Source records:

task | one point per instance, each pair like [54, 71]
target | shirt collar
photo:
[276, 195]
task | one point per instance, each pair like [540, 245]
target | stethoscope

### EXERCISE REQUIREMENTS
With nothing added or dropped, reproduce all the data exactly.

### SOLUTION BELOW
task | one point per instance, each pair like [54, 71]
target | shirt collar
photo:
[276, 195]
task | one point per instance, each pair like [540, 245]
target | stethoscope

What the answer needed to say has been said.